▶ **THE PROBLEM**
In the material below, please retype the lines from the very first through the one with "the green leaf", exactly and without pictures.

______

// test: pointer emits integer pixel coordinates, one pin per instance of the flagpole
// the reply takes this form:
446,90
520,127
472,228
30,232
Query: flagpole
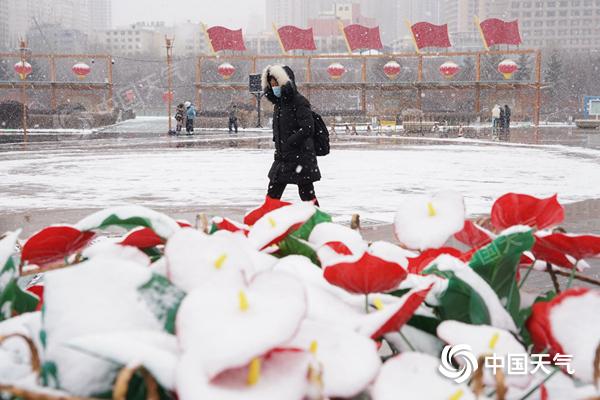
212,48
341,25
478,23
412,35
279,39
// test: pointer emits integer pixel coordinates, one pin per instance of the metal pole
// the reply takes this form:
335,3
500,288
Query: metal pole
538,94
258,98
23,49
169,46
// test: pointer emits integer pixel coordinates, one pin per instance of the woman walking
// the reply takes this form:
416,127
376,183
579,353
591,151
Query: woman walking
293,133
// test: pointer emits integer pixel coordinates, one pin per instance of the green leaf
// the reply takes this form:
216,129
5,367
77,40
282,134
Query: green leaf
425,324
318,218
460,301
294,246
498,262
163,299
127,223
13,299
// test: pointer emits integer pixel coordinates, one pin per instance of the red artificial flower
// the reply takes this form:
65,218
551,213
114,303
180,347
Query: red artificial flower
146,238
473,236
269,205
521,209
38,291
417,264
404,314
539,325
225,224
544,251
52,245
369,274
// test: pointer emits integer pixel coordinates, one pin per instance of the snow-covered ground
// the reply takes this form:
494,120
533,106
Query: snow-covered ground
370,182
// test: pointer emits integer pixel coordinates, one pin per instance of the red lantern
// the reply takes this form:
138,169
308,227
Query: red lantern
226,70
449,69
336,71
81,70
23,68
392,69
507,68
168,97
129,96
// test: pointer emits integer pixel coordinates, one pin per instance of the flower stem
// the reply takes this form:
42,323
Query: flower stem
526,275
412,348
538,386
572,276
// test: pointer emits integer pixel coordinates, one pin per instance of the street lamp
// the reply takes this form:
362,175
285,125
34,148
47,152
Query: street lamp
169,47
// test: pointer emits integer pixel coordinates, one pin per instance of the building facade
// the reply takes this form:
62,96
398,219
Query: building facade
140,39
287,12
564,24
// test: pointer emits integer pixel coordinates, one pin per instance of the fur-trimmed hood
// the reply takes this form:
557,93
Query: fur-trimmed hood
286,79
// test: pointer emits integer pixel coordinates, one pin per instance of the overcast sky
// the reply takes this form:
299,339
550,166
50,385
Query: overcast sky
230,13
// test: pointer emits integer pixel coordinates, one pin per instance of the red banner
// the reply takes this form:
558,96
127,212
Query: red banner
294,38
225,39
361,37
496,31
430,35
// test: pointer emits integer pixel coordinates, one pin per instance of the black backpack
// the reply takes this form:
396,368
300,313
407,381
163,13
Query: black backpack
321,136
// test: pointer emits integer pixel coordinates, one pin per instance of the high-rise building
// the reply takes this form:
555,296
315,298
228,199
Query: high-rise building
460,14
567,24
287,12
3,24
101,13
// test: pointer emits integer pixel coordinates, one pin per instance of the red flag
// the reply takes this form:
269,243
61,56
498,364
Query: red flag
361,37
496,31
294,38
225,39
430,35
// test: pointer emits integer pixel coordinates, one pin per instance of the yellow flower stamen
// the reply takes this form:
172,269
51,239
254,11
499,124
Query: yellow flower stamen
431,209
220,261
243,301
494,341
253,372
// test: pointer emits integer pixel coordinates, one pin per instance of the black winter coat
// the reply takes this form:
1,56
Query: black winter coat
293,133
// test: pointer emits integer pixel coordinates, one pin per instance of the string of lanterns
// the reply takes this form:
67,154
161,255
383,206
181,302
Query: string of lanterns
24,69
392,70
336,71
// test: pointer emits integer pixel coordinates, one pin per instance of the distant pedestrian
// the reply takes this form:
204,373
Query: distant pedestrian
180,117
293,133
233,118
507,115
190,116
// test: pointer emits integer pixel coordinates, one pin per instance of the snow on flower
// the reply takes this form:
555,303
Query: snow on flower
379,269
223,324
521,209
569,324
274,226
424,222
52,245
415,376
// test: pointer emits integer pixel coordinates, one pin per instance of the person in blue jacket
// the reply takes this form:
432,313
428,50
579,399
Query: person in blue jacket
191,115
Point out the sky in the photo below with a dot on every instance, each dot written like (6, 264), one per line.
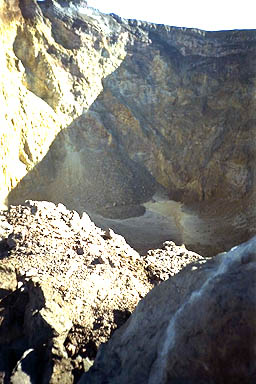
(210, 15)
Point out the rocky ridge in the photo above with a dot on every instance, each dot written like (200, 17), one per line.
(195, 328)
(66, 285)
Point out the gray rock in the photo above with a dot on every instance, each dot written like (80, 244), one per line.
(197, 327)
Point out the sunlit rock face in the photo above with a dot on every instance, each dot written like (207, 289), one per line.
(101, 111)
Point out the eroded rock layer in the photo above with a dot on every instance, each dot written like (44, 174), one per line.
(197, 327)
(127, 105)
(65, 286)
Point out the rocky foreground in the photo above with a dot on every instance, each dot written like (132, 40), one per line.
(65, 286)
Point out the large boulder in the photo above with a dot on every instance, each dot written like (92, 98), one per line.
(197, 327)
(65, 286)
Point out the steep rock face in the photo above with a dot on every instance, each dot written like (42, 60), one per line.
(177, 104)
(198, 327)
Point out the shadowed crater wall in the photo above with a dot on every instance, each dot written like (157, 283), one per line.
(152, 111)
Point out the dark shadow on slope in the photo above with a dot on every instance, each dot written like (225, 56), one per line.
(101, 163)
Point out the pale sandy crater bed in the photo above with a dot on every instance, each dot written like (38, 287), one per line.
(204, 230)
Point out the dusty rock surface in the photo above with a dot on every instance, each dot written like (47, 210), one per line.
(197, 327)
(122, 108)
(65, 286)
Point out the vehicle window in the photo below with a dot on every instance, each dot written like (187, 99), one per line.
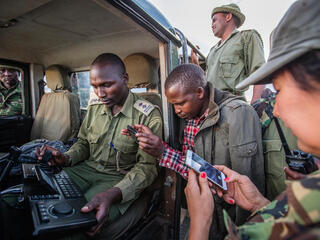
(80, 83)
(11, 91)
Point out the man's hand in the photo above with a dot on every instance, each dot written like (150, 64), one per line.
(58, 158)
(148, 142)
(200, 205)
(241, 191)
(294, 175)
(102, 203)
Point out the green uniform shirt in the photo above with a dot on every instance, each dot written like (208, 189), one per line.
(234, 59)
(295, 214)
(10, 100)
(273, 151)
(100, 128)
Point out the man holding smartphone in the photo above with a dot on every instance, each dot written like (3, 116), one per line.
(218, 126)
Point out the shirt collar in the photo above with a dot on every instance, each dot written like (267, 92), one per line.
(230, 36)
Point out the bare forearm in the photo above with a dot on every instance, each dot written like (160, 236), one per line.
(199, 231)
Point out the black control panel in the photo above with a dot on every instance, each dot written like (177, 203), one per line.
(59, 207)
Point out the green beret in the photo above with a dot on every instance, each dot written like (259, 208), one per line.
(230, 8)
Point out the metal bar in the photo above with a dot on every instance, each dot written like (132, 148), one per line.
(184, 46)
(202, 57)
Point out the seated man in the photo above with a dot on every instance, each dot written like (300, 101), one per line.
(108, 167)
(10, 92)
(218, 126)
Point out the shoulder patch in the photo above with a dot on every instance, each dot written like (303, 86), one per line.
(94, 101)
(251, 32)
(143, 106)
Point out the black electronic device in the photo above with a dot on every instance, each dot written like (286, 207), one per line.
(133, 133)
(58, 206)
(297, 160)
(200, 165)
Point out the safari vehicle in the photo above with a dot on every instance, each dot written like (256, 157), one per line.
(49, 39)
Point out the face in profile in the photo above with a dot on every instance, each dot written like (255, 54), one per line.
(109, 84)
(9, 77)
(300, 111)
(187, 102)
(218, 24)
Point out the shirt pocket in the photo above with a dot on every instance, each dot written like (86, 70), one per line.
(230, 66)
(245, 150)
(274, 158)
(93, 140)
(127, 149)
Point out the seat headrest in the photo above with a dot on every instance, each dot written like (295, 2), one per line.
(57, 78)
(142, 70)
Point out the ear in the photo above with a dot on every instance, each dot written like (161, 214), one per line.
(200, 92)
(125, 78)
(228, 17)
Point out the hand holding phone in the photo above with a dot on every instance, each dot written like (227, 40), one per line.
(133, 133)
(199, 165)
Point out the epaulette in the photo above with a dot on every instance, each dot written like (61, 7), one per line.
(94, 100)
(143, 106)
(253, 31)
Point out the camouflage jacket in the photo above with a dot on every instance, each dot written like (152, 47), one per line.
(295, 214)
(10, 100)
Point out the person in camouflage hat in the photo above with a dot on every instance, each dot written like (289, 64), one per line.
(294, 69)
(10, 92)
(238, 53)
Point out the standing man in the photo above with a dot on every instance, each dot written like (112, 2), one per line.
(10, 92)
(110, 168)
(236, 55)
(218, 126)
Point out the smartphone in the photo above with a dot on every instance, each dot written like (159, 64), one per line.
(199, 165)
(133, 133)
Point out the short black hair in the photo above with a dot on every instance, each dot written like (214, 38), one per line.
(306, 70)
(109, 58)
(189, 76)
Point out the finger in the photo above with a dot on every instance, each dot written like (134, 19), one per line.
(89, 206)
(317, 162)
(213, 191)
(203, 182)
(228, 199)
(37, 152)
(143, 128)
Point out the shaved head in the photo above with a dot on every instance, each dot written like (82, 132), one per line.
(188, 76)
(109, 59)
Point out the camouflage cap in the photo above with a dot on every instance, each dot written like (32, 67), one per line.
(230, 8)
(297, 33)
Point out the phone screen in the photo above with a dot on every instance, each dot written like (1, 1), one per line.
(199, 165)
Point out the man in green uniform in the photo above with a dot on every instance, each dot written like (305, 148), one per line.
(10, 92)
(236, 55)
(273, 151)
(108, 167)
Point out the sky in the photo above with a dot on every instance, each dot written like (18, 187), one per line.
(193, 19)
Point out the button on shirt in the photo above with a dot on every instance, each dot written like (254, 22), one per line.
(174, 159)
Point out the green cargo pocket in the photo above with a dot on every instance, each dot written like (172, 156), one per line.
(230, 67)
(245, 150)
(127, 149)
(274, 158)
(93, 143)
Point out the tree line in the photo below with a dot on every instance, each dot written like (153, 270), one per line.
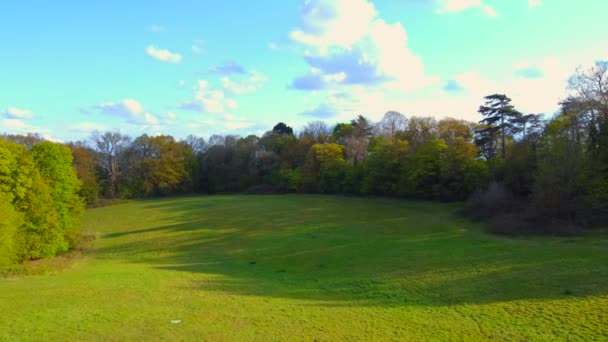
(518, 172)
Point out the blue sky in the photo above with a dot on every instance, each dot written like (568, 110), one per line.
(238, 67)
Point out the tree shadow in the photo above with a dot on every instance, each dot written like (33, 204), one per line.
(356, 252)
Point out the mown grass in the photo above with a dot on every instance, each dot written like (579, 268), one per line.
(311, 268)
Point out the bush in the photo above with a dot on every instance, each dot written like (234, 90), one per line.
(493, 201)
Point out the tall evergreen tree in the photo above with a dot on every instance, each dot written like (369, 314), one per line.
(500, 118)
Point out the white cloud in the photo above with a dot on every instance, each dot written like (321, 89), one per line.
(247, 85)
(454, 6)
(232, 104)
(197, 46)
(489, 11)
(16, 113)
(346, 43)
(14, 123)
(157, 28)
(163, 55)
(208, 100)
(130, 110)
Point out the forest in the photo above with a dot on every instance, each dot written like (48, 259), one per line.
(518, 172)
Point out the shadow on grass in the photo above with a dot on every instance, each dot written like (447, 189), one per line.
(355, 252)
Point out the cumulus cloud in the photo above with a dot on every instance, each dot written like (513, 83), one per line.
(130, 110)
(157, 28)
(322, 111)
(163, 55)
(453, 86)
(16, 113)
(197, 46)
(345, 42)
(529, 72)
(454, 6)
(208, 100)
(245, 85)
(228, 68)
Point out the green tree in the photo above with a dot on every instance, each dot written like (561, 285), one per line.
(55, 164)
(500, 118)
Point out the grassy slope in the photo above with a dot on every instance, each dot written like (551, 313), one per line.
(311, 267)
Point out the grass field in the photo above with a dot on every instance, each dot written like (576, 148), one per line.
(278, 268)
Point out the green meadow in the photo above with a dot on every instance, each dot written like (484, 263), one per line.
(303, 267)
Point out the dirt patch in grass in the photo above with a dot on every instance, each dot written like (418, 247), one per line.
(57, 264)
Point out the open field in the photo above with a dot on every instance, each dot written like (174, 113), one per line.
(311, 268)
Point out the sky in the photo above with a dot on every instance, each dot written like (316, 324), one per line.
(185, 67)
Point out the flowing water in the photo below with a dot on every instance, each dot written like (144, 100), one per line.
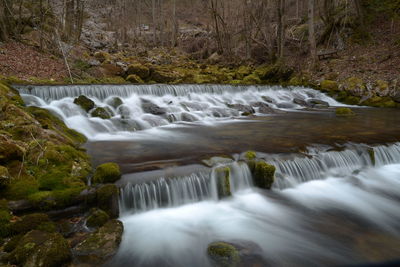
(336, 196)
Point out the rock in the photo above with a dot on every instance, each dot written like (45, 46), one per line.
(150, 107)
(344, 112)
(10, 151)
(316, 103)
(107, 199)
(30, 222)
(328, 85)
(107, 173)
(84, 102)
(115, 102)
(5, 177)
(222, 178)
(264, 174)
(101, 112)
(138, 69)
(101, 245)
(41, 249)
(217, 160)
(223, 254)
(97, 218)
(242, 108)
(133, 78)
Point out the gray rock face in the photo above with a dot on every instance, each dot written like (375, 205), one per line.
(150, 107)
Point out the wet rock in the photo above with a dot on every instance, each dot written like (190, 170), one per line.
(84, 102)
(316, 103)
(107, 199)
(138, 69)
(222, 178)
(264, 174)
(188, 117)
(5, 177)
(150, 107)
(101, 113)
(101, 245)
(97, 218)
(133, 78)
(41, 249)
(242, 108)
(107, 173)
(115, 102)
(285, 105)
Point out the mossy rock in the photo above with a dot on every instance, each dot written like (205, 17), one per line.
(133, 78)
(223, 254)
(101, 112)
(115, 102)
(84, 102)
(107, 199)
(344, 112)
(222, 178)
(252, 79)
(264, 174)
(5, 177)
(138, 69)
(328, 85)
(101, 245)
(41, 249)
(29, 222)
(97, 218)
(107, 173)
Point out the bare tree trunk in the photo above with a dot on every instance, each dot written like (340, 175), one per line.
(311, 32)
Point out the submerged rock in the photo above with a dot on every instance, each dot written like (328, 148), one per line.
(101, 245)
(41, 249)
(84, 102)
(222, 178)
(102, 113)
(107, 173)
(264, 174)
(150, 107)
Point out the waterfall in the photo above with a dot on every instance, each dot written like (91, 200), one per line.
(320, 164)
(143, 107)
(172, 192)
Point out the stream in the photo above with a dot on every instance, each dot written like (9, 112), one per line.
(335, 199)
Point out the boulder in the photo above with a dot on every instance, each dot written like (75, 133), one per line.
(41, 249)
(101, 112)
(222, 179)
(84, 102)
(150, 107)
(101, 245)
(138, 69)
(97, 218)
(107, 173)
(5, 177)
(264, 174)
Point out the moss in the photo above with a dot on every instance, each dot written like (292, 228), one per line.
(42, 249)
(264, 174)
(29, 222)
(133, 78)
(107, 199)
(328, 85)
(107, 173)
(97, 218)
(344, 112)
(250, 155)
(101, 113)
(138, 69)
(222, 178)
(84, 102)
(223, 254)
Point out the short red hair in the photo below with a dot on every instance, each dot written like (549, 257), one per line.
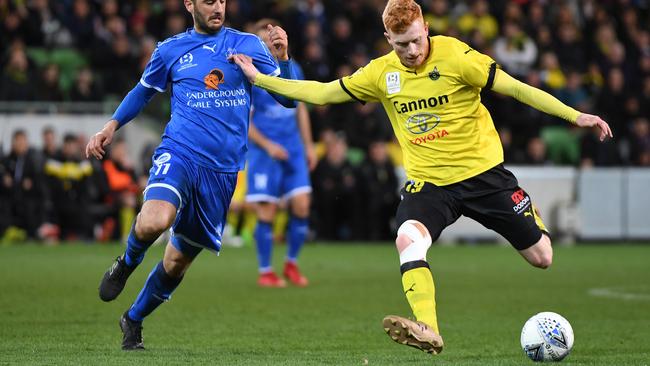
(400, 14)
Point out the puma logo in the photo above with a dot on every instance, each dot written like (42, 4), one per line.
(206, 47)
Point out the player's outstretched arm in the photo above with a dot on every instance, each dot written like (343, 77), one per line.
(545, 102)
(308, 91)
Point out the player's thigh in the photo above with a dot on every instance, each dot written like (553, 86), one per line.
(168, 189)
(510, 213)
(432, 206)
(264, 177)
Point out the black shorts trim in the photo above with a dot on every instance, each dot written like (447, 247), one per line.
(413, 265)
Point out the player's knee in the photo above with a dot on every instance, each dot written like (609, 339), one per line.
(175, 263)
(150, 226)
(413, 241)
(300, 206)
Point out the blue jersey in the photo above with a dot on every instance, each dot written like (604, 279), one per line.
(275, 121)
(210, 101)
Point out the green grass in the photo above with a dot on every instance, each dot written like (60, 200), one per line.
(50, 312)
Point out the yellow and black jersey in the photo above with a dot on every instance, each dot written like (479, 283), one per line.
(445, 132)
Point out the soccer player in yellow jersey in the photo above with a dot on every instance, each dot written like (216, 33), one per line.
(430, 88)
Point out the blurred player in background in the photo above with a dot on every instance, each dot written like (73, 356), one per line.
(279, 161)
(195, 167)
(430, 88)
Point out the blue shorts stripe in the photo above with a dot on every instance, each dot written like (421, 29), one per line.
(165, 192)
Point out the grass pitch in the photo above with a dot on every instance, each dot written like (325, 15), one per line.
(50, 312)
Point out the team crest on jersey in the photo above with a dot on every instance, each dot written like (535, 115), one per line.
(435, 74)
(213, 79)
(393, 84)
(186, 61)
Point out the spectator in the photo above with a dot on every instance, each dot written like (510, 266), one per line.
(123, 186)
(515, 51)
(17, 82)
(536, 152)
(480, 19)
(48, 88)
(336, 193)
(85, 87)
(23, 174)
(68, 179)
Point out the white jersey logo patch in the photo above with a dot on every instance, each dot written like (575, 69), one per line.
(393, 84)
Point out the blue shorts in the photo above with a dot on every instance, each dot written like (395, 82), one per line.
(270, 180)
(201, 196)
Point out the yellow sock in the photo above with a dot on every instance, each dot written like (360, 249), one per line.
(421, 295)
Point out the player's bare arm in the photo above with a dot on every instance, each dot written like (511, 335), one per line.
(308, 91)
(543, 101)
(101, 139)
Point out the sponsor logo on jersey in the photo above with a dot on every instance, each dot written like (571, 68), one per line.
(435, 74)
(521, 200)
(416, 105)
(211, 49)
(434, 135)
(422, 122)
(393, 84)
(213, 79)
(186, 62)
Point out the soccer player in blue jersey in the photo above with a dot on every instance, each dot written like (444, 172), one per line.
(279, 161)
(195, 166)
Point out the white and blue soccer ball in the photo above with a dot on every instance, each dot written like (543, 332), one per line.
(547, 336)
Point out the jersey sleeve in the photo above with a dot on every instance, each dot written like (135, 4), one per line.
(156, 73)
(262, 58)
(361, 85)
(476, 69)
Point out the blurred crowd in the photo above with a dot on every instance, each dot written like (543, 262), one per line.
(592, 55)
(56, 194)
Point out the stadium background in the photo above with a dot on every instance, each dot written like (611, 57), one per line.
(65, 65)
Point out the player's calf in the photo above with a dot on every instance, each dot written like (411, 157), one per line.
(131, 333)
(114, 279)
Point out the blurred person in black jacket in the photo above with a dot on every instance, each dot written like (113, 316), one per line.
(336, 193)
(22, 177)
(68, 179)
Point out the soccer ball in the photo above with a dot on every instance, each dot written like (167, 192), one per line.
(547, 336)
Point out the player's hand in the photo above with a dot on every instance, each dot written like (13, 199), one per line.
(589, 120)
(280, 41)
(100, 140)
(276, 151)
(312, 159)
(245, 63)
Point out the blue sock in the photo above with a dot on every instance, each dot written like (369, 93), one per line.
(135, 249)
(157, 289)
(264, 239)
(297, 233)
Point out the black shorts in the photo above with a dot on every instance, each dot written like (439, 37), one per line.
(493, 198)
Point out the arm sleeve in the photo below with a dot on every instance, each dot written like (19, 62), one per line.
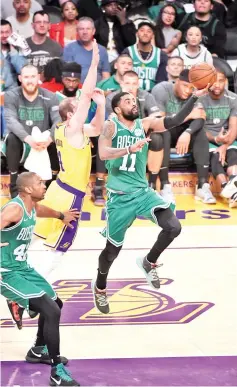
(171, 122)
(11, 116)
(161, 74)
(160, 94)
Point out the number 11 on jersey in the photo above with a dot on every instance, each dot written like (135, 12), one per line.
(126, 159)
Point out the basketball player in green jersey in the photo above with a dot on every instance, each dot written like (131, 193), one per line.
(149, 61)
(124, 146)
(22, 284)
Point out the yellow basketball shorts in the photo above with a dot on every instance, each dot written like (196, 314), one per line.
(61, 197)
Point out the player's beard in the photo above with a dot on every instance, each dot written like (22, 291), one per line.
(70, 93)
(131, 116)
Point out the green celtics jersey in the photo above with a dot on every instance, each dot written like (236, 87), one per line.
(128, 173)
(145, 68)
(14, 255)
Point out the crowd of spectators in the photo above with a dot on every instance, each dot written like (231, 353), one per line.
(144, 47)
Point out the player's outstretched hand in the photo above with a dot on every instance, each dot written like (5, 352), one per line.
(69, 216)
(139, 145)
(4, 244)
(96, 53)
(98, 97)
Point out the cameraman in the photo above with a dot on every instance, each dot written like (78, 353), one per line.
(13, 55)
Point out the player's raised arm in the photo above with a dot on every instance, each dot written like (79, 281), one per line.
(78, 119)
(107, 152)
(10, 214)
(188, 112)
(95, 127)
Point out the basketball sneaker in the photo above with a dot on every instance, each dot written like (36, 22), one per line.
(230, 188)
(40, 354)
(60, 376)
(150, 271)
(204, 194)
(16, 313)
(100, 299)
(98, 197)
(167, 194)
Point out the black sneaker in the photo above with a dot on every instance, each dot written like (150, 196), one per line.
(60, 376)
(100, 299)
(41, 355)
(149, 269)
(98, 197)
(16, 312)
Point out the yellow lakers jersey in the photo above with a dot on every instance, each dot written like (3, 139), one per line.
(75, 164)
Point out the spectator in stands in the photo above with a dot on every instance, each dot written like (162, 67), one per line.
(81, 50)
(25, 107)
(190, 135)
(174, 67)
(147, 106)
(7, 8)
(21, 19)
(231, 18)
(113, 29)
(89, 8)
(193, 52)
(166, 37)
(122, 64)
(213, 31)
(66, 31)
(43, 49)
(12, 58)
(221, 130)
(53, 75)
(148, 60)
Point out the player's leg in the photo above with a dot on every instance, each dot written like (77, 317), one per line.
(50, 316)
(14, 151)
(120, 215)
(155, 157)
(229, 190)
(200, 149)
(153, 207)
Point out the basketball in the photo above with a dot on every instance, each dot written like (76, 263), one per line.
(202, 74)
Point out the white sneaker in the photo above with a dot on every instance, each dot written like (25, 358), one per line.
(167, 194)
(230, 188)
(233, 200)
(204, 194)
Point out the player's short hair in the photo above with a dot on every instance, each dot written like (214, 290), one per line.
(42, 13)
(66, 107)
(175, 57)
(116, 99)
(5, 23)
(221, 71)
(130, 73)
(28, 66)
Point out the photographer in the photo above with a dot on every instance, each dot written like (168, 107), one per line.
(14, 50)
(113, 29)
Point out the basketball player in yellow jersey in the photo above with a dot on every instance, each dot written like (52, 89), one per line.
(74, 152)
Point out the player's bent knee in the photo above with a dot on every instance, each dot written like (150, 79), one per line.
(59, 303)
(156, 144)
(112, 251)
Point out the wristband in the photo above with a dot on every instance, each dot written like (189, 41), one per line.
(61, 216)
(128, 150)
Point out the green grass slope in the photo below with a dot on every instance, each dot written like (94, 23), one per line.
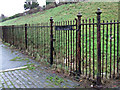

______

▶ **RESULT**
// test: pointer emits integer pixel coordinates, one pin per instance of the flagpole
// the reply takes this form:
446,90
520,127
472,228
30,232
Query: flagpole
212,48
341,25
478,23
412,35
279,39
// test: pointer emits integer pixel coordinates, one pin per instance of the metal pole
// the reply takes this form:
335,3
500,288
Query: metal pole
538,94
258,98
23,49
169,46
// test: pointer emits integer pixel coordinates, one pin per instance of the woman walking
// the reply takes this form:
416,127
376,183
579,353
591,151
Query: woman walking
293,133
// test: pointer emits integer pixel coordinates, one pin per instance of the green leaf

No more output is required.